*Extracted information*

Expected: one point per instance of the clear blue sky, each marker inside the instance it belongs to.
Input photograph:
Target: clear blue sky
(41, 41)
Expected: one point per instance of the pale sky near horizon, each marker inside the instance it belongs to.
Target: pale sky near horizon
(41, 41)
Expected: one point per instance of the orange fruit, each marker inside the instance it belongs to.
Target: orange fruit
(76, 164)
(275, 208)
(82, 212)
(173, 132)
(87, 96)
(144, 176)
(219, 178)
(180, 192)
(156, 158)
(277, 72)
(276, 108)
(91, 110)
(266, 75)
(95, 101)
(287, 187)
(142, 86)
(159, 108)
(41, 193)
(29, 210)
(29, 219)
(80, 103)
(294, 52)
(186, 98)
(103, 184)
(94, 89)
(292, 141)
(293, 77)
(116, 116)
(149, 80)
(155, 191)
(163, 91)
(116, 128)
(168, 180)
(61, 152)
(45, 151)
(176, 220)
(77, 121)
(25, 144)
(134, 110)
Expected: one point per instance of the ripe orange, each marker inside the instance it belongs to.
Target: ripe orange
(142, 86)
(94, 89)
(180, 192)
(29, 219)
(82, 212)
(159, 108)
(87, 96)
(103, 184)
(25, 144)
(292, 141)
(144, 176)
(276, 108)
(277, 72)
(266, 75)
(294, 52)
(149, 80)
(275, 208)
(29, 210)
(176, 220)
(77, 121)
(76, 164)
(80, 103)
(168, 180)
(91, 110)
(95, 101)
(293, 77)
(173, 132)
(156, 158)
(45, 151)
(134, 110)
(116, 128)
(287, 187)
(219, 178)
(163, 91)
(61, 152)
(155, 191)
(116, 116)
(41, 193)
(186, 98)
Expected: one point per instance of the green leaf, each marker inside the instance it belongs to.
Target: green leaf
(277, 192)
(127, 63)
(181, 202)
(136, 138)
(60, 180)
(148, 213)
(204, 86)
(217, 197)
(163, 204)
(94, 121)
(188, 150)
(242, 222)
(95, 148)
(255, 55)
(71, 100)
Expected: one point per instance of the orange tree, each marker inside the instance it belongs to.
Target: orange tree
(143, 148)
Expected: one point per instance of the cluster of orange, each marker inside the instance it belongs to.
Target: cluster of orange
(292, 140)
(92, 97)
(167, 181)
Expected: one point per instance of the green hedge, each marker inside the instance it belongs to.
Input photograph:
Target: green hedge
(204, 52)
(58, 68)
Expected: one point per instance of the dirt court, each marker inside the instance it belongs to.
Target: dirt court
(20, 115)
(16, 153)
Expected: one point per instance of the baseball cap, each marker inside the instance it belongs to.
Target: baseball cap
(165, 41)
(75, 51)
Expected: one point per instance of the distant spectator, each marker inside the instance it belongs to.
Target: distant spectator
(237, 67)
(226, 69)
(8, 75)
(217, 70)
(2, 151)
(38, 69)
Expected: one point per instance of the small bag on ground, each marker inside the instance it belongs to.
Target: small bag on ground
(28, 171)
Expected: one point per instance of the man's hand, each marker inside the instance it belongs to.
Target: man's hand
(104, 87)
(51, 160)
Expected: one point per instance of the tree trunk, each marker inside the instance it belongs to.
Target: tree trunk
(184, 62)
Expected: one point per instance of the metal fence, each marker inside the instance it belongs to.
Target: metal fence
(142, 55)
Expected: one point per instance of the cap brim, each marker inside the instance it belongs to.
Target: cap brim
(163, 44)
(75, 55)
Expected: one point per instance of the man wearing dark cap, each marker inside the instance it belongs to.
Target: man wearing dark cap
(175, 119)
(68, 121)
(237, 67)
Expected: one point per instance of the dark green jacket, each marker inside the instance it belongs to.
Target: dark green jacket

*Exercise goal*
Reproduce the entries above in full, precisely as written.

*Completed exercise*
Expected: one point per instance of the clear blue sky, each marker inside the instance it belongs to.
Input photograph:
Target: clear blue sky
(41, 41)
Expected: one point per instance of the pale sky near horizon, each marker inside the instance it belongs to.
Target: pale sky near horizon
(41, 41)
Expected: one point per instance of the orange fruit, each marker inside the instance it belongs to.
Target: orange fruit
(76, 164)
(275, 208)
(82, 212)
(173, 132)
(87, 96)
(144, 176)
(219, 178)
(180, 192)
(156, 158)
(277, 72)
(276, 108)
(91, 110)
(266, 75)
(95, 101)
(287, 187)
(142, 86)
(159, 108)
(41, 193)
(29, 210)
(29, 219)
(80, 103)
(294, 52)
(186, 98)
(103, 184)
(94, 89)
(292, 141)
(293, 77)
(116, 116)
(149, 80)
(155, 191)
(163, 91)
(116, 128)
(168, 180)
(61, 152)
(45, 151)
(176, 220)
(77, 121)
(25, 144)
(134, 110)
Expected: one point per instance of the ripe orange, each marker inside the instance it belongs to.
Target: ripe orange
(142, 86)
(94, 89)
(180, 192)
(29, 219)
(82, 212)
(159, 108)
(87, 96)
(103, 184)
(25, 144)
(292, 141)
(144, 176)
(276, 108)
(277, 72)
(266, 75)
(294, 52)
(149, 80)
(275, 208)
(29, 210)
(176, 220)
(77, 121)
(76, 164)
(80, 103)
(168, 180)
(91, 110)
(95, 101)
(293, 77)
(173, 132)
(156, 158)
(45, 151)
(134, 110)
(116, 128)
(287, 187)
(219, 178)
(163, 91)
(61, 152)
(155, 191)
(116, 116)
(41, 193)
(186, 98)
Expected: one point per instance of the green leaf, each marker inside the instance it belongs to.
Target: green leaf
(277, 192)
(127, 63)
(181, 202)
(136, 138)
(60, 180)
(148, 213)
(204, 86)
(217, 197)
(163, 204)
(94, 121)
(188, 150)
(242, 222)
(95, 148)
(255, 55)
(71, 100)
Expected: one point per instance of the orange tree, each marker inside the instance it belongs to.
Target: orange tree
(143, 148)
Expected: one point per instance of the cluster of orange, each marker inside the instance it belongs to.
Target: cluster of orange
(292, 140)
(92, 97)
(167, 181)
Expected: one point per instance of the green hedge, each marker inside the instance it belongs to.
Input photograph:
Target: green hedge
(204, 52)
(58, 68)
Expected: one point per instance of the dirt court, each marker inside the instance it belongs to.
Target: dirt court
(20, 115)
(16, 153)
Expected: one point per instance of the baseball cap, each marker inside the instance it belongs to.
Target: baseball cap
(165, 41)
(75, 51)
Expected: one point per instance of the distant spectator, each marker inside the instance it belongs to.
Target: distant spectator
(237, 67)
(226, 69)
(8, 75)
(217, 70)
(2, 151)
(38, 69)
Expected: one point per instance of the small bag on ground, each marker inside the instance it belongs to.
Target: small bag on ground
(28, 171)
Expected: one point per instance of the man's hand, each marker inside the instance it belongs to.
Target: man's hand
(104, 87)
(51, 160)
Expected: one point per instance of the tree trunk, each marker inside the instance it belongs to.
Target: tree trunk
(184, 62)
Expected: one point per instance of the metal fence, each marker inside the instance it belongs to.
Target: metal fence
(142, 55)
Expected: one point per instance of the cap brim, each marker inside the instance it belongs to.
Target: cap brim
(163, 44)
(75, 55)
Expected: one point per instance of the man wearing dark cap, each marker inside the instance it belongs to.
Target: man wearing dark cap
(175, 119)
(68, 121)
(237, 67)
Expected: one point per instance of the dark green jacket, each marker inside the instance it belongs to.
Target: dark green jacket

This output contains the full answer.